Input data

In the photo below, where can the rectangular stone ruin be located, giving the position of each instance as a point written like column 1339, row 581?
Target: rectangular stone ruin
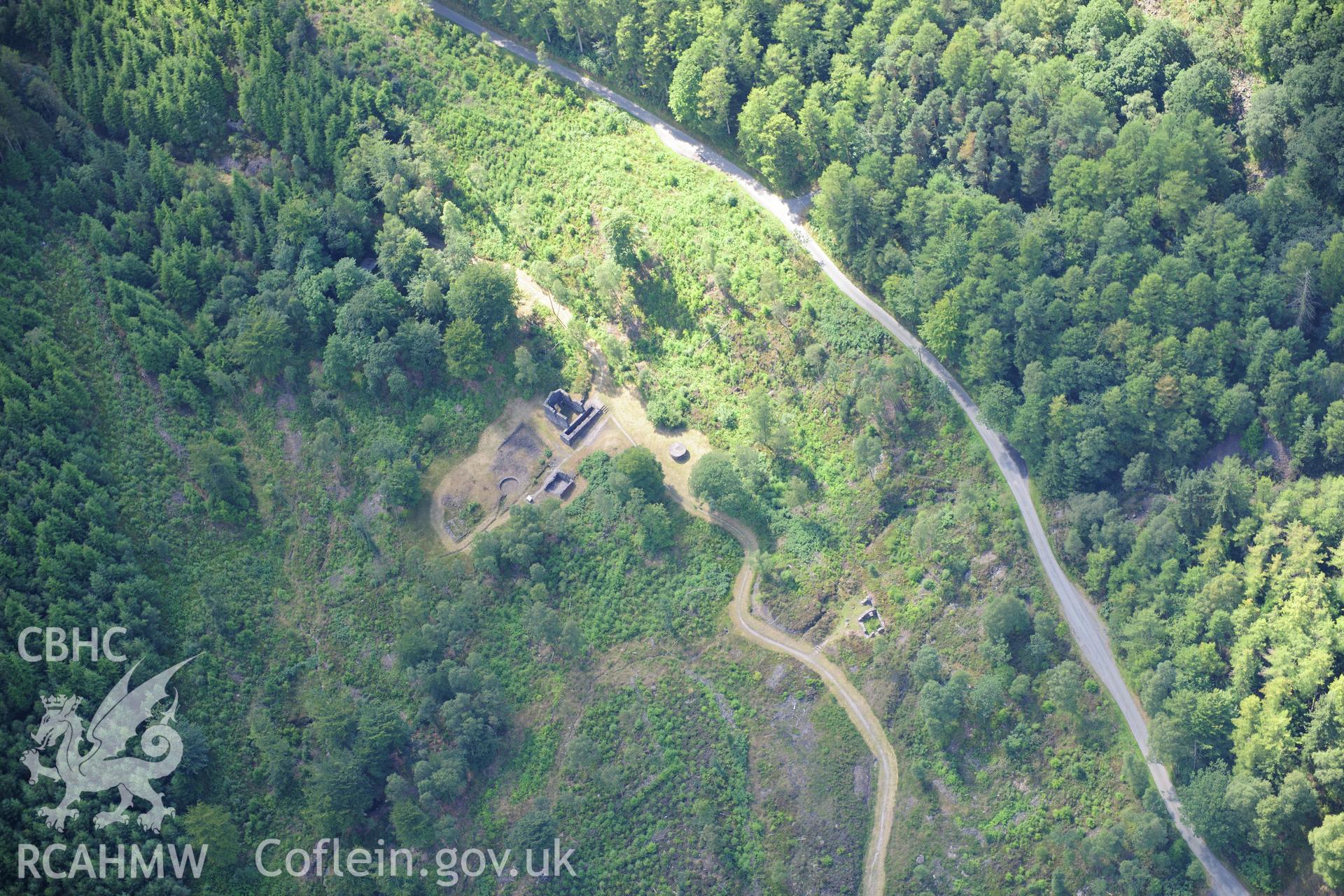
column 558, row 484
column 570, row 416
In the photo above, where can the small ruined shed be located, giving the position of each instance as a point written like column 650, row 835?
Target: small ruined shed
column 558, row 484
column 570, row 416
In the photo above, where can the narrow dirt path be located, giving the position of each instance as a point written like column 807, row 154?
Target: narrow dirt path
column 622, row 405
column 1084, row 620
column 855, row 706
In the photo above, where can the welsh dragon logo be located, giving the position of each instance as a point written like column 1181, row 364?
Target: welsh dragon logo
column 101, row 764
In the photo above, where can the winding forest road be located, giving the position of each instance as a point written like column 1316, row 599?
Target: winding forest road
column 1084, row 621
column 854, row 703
==
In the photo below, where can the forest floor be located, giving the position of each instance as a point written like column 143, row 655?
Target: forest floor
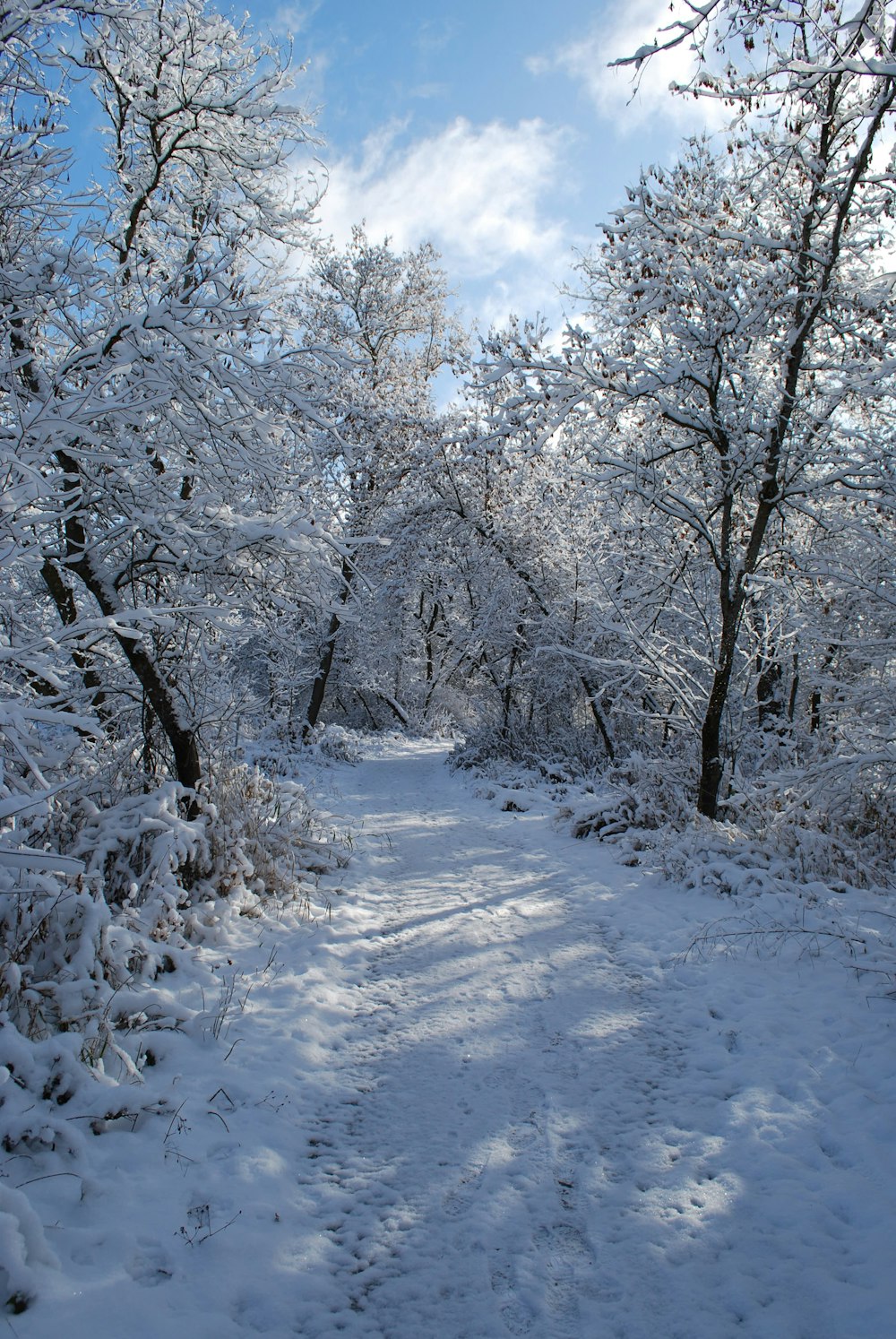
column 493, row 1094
...
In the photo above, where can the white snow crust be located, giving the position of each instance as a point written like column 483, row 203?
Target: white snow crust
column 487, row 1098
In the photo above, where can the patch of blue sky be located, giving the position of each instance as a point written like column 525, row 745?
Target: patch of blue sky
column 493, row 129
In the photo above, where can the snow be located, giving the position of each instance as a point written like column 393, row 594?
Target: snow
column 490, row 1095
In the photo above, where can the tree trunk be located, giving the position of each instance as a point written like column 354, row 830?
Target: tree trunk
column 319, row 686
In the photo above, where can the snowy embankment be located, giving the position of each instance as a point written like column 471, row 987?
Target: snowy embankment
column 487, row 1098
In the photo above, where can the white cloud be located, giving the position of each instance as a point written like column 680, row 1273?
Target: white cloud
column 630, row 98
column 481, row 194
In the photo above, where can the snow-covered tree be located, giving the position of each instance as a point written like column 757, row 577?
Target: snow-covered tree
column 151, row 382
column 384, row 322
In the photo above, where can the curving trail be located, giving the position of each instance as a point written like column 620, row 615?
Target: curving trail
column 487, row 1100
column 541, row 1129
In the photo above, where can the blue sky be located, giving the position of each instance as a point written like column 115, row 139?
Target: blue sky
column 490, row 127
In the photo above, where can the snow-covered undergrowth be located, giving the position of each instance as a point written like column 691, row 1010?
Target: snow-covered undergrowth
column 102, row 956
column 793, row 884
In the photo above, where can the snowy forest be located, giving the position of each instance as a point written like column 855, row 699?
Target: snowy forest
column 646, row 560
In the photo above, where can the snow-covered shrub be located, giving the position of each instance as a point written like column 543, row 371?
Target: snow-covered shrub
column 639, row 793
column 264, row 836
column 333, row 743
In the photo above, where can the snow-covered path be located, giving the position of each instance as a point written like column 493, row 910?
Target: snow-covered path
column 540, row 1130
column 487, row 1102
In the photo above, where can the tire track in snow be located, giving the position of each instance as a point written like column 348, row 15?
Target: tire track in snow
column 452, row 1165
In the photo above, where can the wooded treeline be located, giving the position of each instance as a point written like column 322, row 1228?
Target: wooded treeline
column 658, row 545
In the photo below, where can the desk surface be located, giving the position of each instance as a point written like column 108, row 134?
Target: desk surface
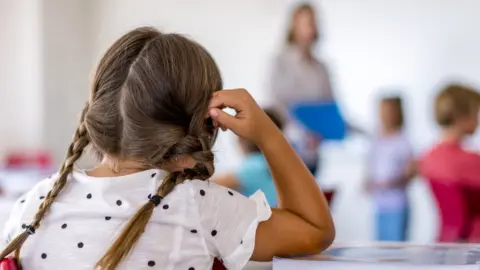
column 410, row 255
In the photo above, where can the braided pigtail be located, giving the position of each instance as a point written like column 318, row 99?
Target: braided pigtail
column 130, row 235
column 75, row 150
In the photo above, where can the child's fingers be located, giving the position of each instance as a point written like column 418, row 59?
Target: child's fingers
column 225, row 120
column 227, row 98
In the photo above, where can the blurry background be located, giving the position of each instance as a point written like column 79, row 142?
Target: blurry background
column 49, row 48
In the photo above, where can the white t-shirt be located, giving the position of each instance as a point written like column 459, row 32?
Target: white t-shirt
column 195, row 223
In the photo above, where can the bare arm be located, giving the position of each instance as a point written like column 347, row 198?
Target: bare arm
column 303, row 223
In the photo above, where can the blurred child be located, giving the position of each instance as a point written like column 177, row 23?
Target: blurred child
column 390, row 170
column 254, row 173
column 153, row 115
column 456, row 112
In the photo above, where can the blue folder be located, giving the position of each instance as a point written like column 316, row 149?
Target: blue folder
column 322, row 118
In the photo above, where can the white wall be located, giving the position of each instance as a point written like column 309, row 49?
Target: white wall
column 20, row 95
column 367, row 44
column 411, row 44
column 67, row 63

What the exercise asks
In the data above, substitute "line of trees" for "wooded treeline" in the stretch from the line containing "In the photo above, where can the snow-covered path" through the line containing "column 410, row 255", and change nothing else. Give only those lines, without the pictures.

In response
In the photo above, where can the snow-covered path be located, giving the position of each instance as a point written like column 493, row 910?
Target: snow-covered path
column 540, row 1130
column 487, row 1102
In the photo above, where can the tire track in snow be located, giving the position of each instance as a point written like column 348, row 15?
Target: tire track in snow
column 452, row 1165
In the photo above, where can the line of trees be located, giving the position of each instance as a point written like column 322, row 1228?
Target: line of trees
column 658, row 545
In the photo below, where can the desk surface be located, giving the position of each instance as a point written like column 108, row 134?
Target: desk surface
column 410, row 255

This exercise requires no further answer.